[START Task material]
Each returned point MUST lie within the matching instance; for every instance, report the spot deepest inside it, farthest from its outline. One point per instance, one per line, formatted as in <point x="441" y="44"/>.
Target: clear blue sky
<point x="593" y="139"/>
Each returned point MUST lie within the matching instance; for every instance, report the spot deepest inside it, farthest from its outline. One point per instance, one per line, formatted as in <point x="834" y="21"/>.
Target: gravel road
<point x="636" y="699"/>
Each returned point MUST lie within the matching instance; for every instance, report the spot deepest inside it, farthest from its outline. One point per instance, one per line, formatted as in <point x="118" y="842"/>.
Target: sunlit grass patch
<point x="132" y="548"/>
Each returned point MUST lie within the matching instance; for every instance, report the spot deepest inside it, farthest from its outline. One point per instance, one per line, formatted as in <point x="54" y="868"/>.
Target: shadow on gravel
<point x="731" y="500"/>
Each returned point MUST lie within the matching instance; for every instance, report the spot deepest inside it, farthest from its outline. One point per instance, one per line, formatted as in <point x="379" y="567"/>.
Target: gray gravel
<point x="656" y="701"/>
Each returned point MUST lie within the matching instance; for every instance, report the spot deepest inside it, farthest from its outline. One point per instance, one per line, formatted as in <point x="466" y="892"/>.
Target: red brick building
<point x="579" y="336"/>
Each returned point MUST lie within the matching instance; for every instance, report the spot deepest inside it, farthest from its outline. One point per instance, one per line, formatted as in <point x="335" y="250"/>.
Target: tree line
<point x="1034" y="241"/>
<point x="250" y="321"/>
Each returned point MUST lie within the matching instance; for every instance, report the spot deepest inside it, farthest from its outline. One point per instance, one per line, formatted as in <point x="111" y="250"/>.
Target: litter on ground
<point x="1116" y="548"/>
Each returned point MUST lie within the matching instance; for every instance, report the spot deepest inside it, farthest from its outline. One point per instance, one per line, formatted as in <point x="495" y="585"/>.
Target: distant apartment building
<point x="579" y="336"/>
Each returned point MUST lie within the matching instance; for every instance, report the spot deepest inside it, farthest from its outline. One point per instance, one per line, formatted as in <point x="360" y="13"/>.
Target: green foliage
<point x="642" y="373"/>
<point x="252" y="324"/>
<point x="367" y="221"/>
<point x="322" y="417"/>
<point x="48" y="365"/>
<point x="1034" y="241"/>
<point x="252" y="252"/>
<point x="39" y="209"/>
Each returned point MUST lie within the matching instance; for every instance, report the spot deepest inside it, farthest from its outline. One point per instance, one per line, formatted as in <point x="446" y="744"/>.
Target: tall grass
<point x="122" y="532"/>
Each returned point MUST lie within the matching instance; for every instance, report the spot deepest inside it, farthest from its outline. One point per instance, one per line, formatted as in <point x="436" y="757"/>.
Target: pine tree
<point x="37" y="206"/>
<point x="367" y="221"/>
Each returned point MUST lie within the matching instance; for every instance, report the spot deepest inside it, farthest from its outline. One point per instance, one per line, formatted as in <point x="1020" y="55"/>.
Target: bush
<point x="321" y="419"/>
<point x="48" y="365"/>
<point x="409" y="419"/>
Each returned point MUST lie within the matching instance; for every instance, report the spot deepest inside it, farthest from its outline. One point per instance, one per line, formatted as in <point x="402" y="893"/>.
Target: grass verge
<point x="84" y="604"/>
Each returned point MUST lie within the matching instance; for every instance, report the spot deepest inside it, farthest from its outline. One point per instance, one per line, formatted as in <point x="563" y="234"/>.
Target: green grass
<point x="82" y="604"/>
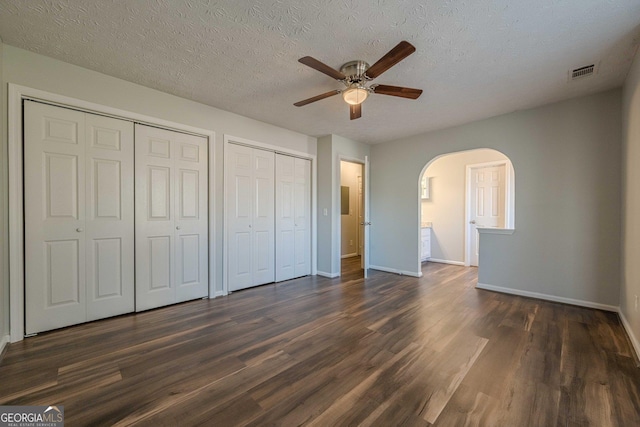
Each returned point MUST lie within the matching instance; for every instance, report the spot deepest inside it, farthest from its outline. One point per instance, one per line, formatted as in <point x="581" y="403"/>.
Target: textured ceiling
<point x="474" y="58"/>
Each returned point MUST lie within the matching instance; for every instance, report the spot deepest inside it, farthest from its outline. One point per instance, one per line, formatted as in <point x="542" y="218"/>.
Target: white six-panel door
<point x="249" y="196"/>
<point x="487" y="203"/>
<point x="78" y="217"/>
<point x="171" y="217"/>
<point x="293" y="217"/>
<point x="285" y="218"/>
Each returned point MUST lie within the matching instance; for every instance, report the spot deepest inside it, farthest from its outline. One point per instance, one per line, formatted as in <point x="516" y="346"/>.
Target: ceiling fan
<point x="356" y="74"/>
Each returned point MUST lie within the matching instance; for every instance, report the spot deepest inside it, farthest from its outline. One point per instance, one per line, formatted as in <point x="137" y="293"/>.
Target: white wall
<point x="566" y="157"/>
<point x="445" y="207"/>
<point x="349" y="173"/>
<point x="631" y="203"/>
<point x="332" y="149"/>
<point x="36" y="71"/>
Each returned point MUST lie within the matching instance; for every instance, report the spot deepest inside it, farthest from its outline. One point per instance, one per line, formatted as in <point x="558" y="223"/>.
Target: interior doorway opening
<point x="352" y="218"/>
<point x="461" y="193"/>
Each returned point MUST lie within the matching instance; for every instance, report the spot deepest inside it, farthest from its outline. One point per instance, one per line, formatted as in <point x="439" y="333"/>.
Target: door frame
<point x="509" y="204"/>
<point x="16" y="94"/>
<point x="230" y="139"/>
<point x="336" y="216"/>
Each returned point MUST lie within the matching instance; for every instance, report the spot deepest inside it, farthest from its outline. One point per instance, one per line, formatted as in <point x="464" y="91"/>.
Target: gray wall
<point x="630" y="287"/>
<point x="331" y="149"/>
<point x="4" y="217"/>
<point x="36" y="71"/>
<point x="566" y="157"/>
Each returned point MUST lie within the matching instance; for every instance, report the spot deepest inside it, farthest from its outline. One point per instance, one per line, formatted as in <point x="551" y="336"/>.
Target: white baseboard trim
<point x="329" y="275"/>
<point x="627" y="327"/>
<point x="548" y="297"/>
<point x="445" y="261"/>
<point x="3" y="342"/>
<point x="396" y="271"/>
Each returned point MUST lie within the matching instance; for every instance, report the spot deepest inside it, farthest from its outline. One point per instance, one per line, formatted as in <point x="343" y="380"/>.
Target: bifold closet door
<point x="171" y="217"/>
<point x="78" y="204"/>
<point x="249" y="187"/>
<point x="293" y="217"/>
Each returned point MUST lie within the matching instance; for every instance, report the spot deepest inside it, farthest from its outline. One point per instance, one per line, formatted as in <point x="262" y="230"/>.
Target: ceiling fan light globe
[END Task material]
To be done:
Repeat the records above exactly, omitting every picture.

Answer in full:
Each returned point MUST lie within the matching instance; for every instance, report the spot deepest inside it, farthest from its outline. One point per instance, one per line, formatted as in <point x="441" y="44"/>.
Target: clear blue sky
<point x="593" y="139"/>
Each returned point MUST lie within the matching instance; for every instance, report the spot deepest inside it, farthest from its outline. One point per instance, one per line, formatted as in <point x="834" y="21"/>.
Target: gravel road
<point x="636" y="699"/>
Each returned point MUST lie within the matching instance; for every instance, report the spot deepest inside it, farthest from its outline. One point per instance, one per line, formatted as in <point x="118" y="842"/>.
Target: sunlit grass patch
<point x="132" y="548"/>
Each returned point MUST lie within the matching instance; for every instance, report the spot deepest inside it, farthest from its outline. One point per instance, one per line, formatted as in <point x="54" y="868"/>.
Target: shadow on gravel
<point x="731" y="500"/>
Each returned point MUST lie within the matching instance; for every instance, report the spot deepest inside it, farthest from its outline. One point per instance, one per line, formatted as in <point x="379" y="567"/>.
Target: gray gravel
<point x="656" y="701"/>
Each returned point MUST lie within the matching instance; for every instance, report the spot deepest inside it, farthest from its outline. One point per instance, one per line, formatted as in <point x="466" y="892"/>.
Target: red brick building
<point x="579" y="336"/>
Each returned point MUST lie within the matching instance; for every instance, report the spot deepest inside it, farthest from its outline. One point per instance, one per line, formatted as in <point x="335" y="250"/>.
Target: tree line
<point x="1034" y="241"/>
<point x="250" y="321"/>
Each returned point MUST lie within the matching instance; for every instance, report the spot deepest inside it, farthest from its outline. One point per instance, one per line, formatted as in <point x="111" y="250"/>.
Target: litter on ground
<point x="1116" y="548"/>
Each returned point MUST lie within the matching instance; for every instance, report the spot deepest inside it, farthest from its outline. One point per instance, one per line, formatted as in <point x="495" y="585"/>.
Target: distant apartment building
<point x="579" y="336"/>
Each returned point MUST lie within the matching instance; for every instance, report the spot deepest inside it, farthest from its outline. One point per instance, one per line, formatted as in <point x="360" y="13"/>.
Target: green foliage
<point x="642" y="373"/>
<point x="252" y="324"/>
<point x="367" y="221"/>
<point x="322" y="417"/>
<point x="48" y="365"/>
<point x="1034" y="241"/>
<point x="252" y="252"/>
<point x="39" y="209"/>
Each returned point MUST lie within the matching instance; for every instance, report the spot deepest inside it, farthest from its outline. One point per instance, one per line, formatted as in <point x="446" y="744"/>.
Target: tall grass
<point x="122" y="532"/>
Each returned point MUST lie within the matching instance; for every instance, report the spot deepest inside it, farthest from its outline. One point per instance, one per line, formatted as in <point x="436" y="757"/>.
Target: pine tree
<point x="37" y="206"/>
<point x="367" y="221"/>
Each returned point MUST lie within the matching instance; for every instance, report the spot deepest inside it, farthest from its outline. One point per instance, one per line, formatted as in <point x="1020" y="55"/>.
Target: bush
<point x="321" y="419"/>
<point x="48" y="365"/>
<point x="409" y="419"/>
Each returned point MUST lie within the matching instance; for every instance, report the spot deepest inside it, farthest from its outline. One point per instance, one per line, formatted as in <point x="402" y="893"/>.
Target: grass verge
<point x="84" y="604"/>
Each returned point MUST lie within the matching instance; for every instance, report the spot deepest inside it, farthest from its outline. One point per instance, one per line, formatted as in <point x="563" y="234"/>.
Target: green grass
<point x="82" y="604"/>
Each returned point MUST lie within the matching instance; for every instance, report the spot deepest inside it, farthest from its outline. One point per instance, one per line, formatted as in <point x="581" y="403"/>.
Target: textured ceiling
<point x="474" y="58"/>
Each returned point MUST lie within the matching instance; for every instance, report the spot deepest inside it, farthest from its outline. One point per instance, one per line, formatted as in <point x="542" y="218"/>.
Target: white six-panel door
<point x="249" y="196"/>
<point x="487" y="203"/>
<point x="78" y="217"/>
<point x="171" y="217"/>
<point x="293" y="217"/>
<point x="285" y="218"/>
Each returned point MUST lie within the matching instance; for every instance, report the spot deepest inside it, farthest from its outline. One point per instance, one per line, formatted as in <point x="516" y="346"/>.
Target: ceiling fan
<point x="356" y="74"/>
Each returned point MUST lie within the matching instance; for every instance, report the spot deepest inside it, farthest from its outline. One point per instance, one per line, formatted as in <point x="137" y="293"/>.
Target: white wall
<point x="566" y="157"/>
<point x="445" y="207"/>
<point x="349" y="173"/>
<point x="631" y="203"/>
<point x="332" y="149"/>
<point x="36" y="71"/>
Each returned point MUST lie within the matching instance; for every instance, report the spot deepest inside it, farthest from its outline. One point per instance, one per line, formatted as in <point x="558" y="223"/>.
Target: interior doorway opening
<point x="352" y="218"/>
<point x="461" y="193"/>
Each returned point MUST lie within the matching instance; for every instance, report the spot deepest inside it, farthest from its outline. One point per instance, one per line, formatted as in <point x="439" y="333"/>.
Target: door frame
<point x="509" y="204"/>
<point x="16" y="94"/>
<point x="230" y="139"/>
<point x="336" y="216"/>
Each returned point MUST lie within the matching instance; for every instance, report the spot deepest inside it, farthest from its outline. One point per instance, one per line, formatted as in <point x="464" y="91"/>.
Target: gray wall
<point x="630" y="287"/>
<point x="331" y="149"/>
<point x="4" y="217"/>
<point x="36" y="71"/>
<point x="566" y="157"/>
Each returned point MUST lie within the matching instance; for every instance, report the spot deepest inside it, farthest from its outline. One point per instance, one per line, formatted as in <point x="551" y="336"/>.
Target: white baseboard trim
<point x="329" y="275"/>
<point x="627" y="327"/>
<point x="548" y="297"/>
<point x="445" y="261"/>
<point x="3" y="342"/>
<point x="396" y="271"/>
Each returned point MUST lie within the matching instance; for every instance, report the spot deepest inside it, farthest from its outline. One point per instance, one per line, formatted as in <point x="343" y="380"/>.
Target: bifold closet door
<point x="171" y="217"/>
<point x="78" y="204"/>
<point x="249" y="187"/>
<point x="293" y="217"/>
Each returned point MUST lie within the matching instance; for every instance, report the spot deepest inside it, farthest from its outline. One point per instance, one per line, formatted as in <point x="262" y="230"/>.
Target: ceiling fan light globe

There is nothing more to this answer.